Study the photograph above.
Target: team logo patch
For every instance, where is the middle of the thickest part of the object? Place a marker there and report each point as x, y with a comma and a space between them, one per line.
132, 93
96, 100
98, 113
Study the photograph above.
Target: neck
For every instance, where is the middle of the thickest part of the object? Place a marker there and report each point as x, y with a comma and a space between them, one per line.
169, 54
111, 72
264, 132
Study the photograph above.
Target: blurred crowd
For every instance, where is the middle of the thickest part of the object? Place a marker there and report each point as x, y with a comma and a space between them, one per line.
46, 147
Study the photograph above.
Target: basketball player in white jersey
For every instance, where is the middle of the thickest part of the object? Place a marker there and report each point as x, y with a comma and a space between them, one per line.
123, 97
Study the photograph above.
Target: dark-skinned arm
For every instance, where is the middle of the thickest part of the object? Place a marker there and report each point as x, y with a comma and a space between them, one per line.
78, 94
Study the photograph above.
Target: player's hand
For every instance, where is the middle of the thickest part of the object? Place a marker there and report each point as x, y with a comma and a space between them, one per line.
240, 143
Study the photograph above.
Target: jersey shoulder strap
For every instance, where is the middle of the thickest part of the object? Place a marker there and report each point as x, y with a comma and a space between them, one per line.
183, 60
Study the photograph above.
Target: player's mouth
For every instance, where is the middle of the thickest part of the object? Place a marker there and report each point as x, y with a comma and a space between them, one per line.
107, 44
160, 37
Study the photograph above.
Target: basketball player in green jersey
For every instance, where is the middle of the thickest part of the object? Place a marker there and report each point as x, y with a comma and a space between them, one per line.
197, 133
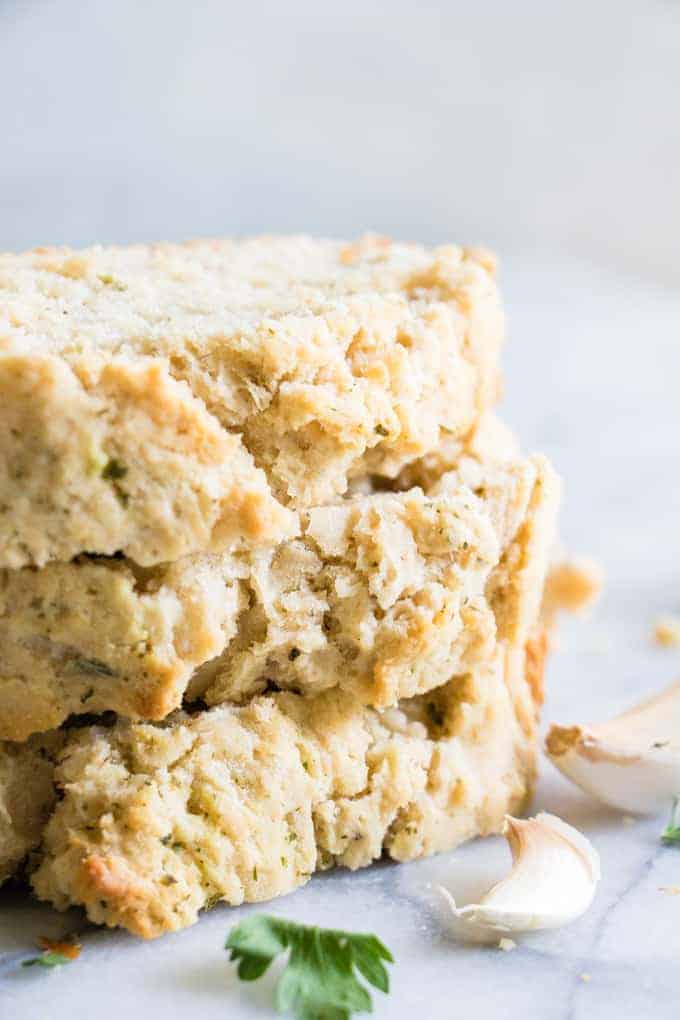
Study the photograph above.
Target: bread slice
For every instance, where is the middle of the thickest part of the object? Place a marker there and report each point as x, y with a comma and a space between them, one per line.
167, 399
28, 795
244, 804
384, 595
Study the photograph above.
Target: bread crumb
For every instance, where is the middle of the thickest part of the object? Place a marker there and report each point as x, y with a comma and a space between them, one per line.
66, 949
572, 585
667, 631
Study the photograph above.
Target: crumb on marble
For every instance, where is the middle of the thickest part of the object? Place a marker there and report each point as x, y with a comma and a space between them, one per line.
667, 631
572, 585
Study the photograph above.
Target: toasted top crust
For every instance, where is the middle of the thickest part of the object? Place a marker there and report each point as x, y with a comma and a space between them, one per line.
161, 400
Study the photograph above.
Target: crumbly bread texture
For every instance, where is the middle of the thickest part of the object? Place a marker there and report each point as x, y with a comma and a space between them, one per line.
167, 399
385, 596
28, 795
243, 804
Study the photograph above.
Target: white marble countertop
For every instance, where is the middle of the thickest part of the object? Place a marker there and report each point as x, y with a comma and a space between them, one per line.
592, 365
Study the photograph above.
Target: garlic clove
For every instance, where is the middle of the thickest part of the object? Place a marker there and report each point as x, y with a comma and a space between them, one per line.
632, 762
552, 882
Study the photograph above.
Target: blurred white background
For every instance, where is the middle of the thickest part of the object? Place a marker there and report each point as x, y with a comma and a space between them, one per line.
532, 125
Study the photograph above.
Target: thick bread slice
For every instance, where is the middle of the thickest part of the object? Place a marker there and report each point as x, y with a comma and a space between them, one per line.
245, 804
28, 795
385, 596
140, 387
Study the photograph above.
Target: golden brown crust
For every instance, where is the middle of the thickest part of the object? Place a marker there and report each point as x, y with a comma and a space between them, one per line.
167, 399
244, 804
385, 596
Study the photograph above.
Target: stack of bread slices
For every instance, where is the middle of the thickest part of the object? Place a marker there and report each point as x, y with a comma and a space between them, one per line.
271, 571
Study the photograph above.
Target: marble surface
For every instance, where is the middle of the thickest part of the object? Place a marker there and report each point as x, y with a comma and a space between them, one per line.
592, 365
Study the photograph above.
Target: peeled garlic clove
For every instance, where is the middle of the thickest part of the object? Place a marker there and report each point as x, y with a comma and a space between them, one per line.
632, 762
553, 880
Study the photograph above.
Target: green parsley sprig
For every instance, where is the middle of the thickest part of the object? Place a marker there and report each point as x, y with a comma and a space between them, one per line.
320, 980
47, 960
671, 833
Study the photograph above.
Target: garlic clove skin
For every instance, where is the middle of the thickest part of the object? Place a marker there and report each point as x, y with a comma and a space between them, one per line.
632, 762
553, 880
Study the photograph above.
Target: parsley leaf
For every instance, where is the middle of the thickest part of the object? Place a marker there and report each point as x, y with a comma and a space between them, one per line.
54, 954
48, 959
671, 833
319, 981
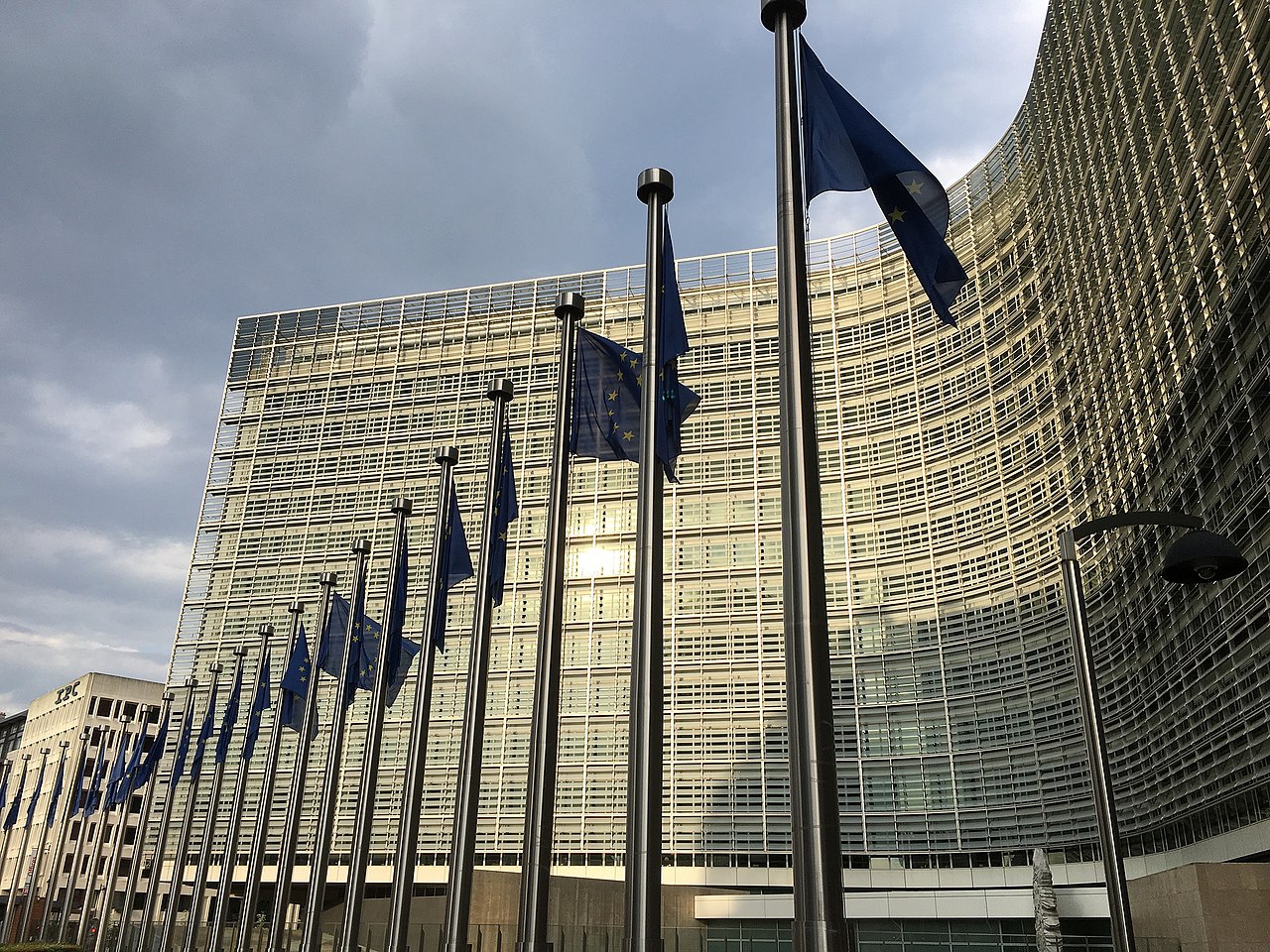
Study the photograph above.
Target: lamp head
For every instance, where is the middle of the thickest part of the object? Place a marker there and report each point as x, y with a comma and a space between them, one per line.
1202, 556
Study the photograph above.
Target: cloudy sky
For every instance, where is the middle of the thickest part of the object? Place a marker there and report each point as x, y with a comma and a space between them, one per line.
169, 166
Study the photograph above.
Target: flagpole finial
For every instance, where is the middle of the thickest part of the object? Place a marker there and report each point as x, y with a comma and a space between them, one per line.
656, 181
500, 388
571, 302
772, 9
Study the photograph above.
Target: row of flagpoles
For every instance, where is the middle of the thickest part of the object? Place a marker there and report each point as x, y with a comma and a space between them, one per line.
603, 412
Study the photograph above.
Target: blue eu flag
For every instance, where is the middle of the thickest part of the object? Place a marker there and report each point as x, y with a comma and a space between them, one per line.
399, 652
35, 796
295, 683
229, 720
12, 816
59, 783
150, 763
504, 513
259, 703
204, 734
608, 380
456, 566
93, 798
127, 780
848, 150
178, 765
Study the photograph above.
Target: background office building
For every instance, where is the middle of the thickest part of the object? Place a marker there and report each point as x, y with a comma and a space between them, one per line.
70, 849
1112, 352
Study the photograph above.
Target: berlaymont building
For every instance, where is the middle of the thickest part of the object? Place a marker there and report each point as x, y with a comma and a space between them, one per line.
1112, 353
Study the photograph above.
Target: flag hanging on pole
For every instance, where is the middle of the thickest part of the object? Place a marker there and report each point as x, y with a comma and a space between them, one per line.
204, 734
150, 762
848, 150
35, 794
456, 566
77, 797
506, 511
59, 782
93, 798
606, 402
229, 719
12, 816
295, 684
261, 702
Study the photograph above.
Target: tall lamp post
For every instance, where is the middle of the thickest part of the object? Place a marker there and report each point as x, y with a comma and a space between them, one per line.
1196, 558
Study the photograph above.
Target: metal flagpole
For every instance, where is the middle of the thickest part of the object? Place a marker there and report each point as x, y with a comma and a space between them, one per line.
462, 851
130, 888
230, 858
408, 820
643, 911
820, 924
213, 805
79, 846
104, 809
255, 852
162, 839
296, 793
318, 871
545, 724
40, 852
187, 825
22, 853
112, 870
365, 806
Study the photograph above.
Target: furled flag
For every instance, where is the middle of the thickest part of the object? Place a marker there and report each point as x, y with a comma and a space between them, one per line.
79, 797
295, 683
128, 780
12, 816
150, 762
848, 150
204, 734
259, 705
35, 794
59, 782
506, 511
117, 769
399, 652
456, 566
359, 656
608, 379
229, 719
93, 797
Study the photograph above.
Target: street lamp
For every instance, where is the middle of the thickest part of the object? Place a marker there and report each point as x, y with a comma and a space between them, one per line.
1196, 558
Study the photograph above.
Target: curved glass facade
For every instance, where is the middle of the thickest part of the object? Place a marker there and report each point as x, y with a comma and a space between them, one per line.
1112, 352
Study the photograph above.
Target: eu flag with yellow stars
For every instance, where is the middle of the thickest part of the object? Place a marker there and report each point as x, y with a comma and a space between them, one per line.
504, 513
229, 720
259, 705
608, 380
295, 683
848, 150
456, 566
399, 652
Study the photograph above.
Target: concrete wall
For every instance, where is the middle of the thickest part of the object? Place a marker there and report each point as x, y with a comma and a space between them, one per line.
1203, 907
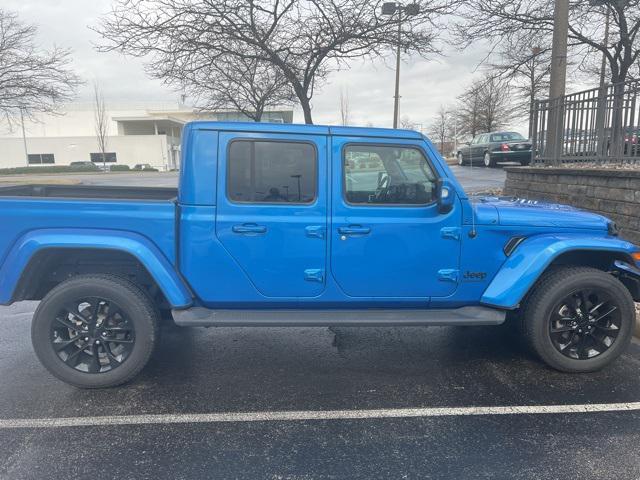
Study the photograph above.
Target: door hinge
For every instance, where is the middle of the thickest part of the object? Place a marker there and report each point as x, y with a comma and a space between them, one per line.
315, 231
314, 275
448, 275
452, 233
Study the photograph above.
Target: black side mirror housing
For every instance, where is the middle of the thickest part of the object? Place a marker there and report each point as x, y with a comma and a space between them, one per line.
446, 195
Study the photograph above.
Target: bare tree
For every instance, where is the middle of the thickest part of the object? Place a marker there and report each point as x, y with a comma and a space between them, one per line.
102, 123
524, 61
485, 106
501, 21
469, 111
344, 107
440, 128
407, 123
31, 80
304, 40
244, 84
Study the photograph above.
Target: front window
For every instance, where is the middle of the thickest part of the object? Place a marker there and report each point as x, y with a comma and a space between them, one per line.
387, 175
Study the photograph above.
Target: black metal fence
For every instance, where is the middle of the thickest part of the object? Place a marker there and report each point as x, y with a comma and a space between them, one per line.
601, 126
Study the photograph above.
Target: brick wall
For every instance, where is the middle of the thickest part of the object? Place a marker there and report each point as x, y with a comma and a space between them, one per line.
613, 193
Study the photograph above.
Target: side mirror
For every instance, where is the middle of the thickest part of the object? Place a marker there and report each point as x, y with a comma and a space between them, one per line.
446, 195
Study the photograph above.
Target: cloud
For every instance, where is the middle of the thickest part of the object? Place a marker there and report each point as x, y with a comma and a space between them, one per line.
425, 84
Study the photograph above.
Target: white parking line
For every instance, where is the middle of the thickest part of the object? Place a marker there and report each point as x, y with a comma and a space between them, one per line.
293, 416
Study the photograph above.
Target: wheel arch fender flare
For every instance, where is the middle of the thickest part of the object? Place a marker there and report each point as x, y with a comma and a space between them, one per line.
139, 246
532, 257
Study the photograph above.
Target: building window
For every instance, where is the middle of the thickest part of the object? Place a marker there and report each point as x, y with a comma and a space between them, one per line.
41, 158
387, 175
109, 157
271, 172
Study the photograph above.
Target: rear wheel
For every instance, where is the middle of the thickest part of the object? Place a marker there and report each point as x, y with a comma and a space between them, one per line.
95, 331
579, 319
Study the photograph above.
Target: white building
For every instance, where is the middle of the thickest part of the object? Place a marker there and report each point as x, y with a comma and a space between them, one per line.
146, 133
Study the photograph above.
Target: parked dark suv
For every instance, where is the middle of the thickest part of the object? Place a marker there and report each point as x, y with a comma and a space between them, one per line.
494, 147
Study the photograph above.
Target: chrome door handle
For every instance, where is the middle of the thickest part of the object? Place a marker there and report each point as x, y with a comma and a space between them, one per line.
249, 228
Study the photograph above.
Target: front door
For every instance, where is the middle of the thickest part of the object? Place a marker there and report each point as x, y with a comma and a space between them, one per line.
272, 210
388, 237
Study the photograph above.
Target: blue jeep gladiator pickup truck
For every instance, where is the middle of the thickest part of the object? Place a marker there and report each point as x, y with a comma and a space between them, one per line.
306, 225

· · ·

__Problem statement__
Which lines in the items above contain the word "garlic"? Return every one of them; case counts.

__Written solution__
Target: garlic clove
Target: peeled garlic clove
Target: garlic clove skin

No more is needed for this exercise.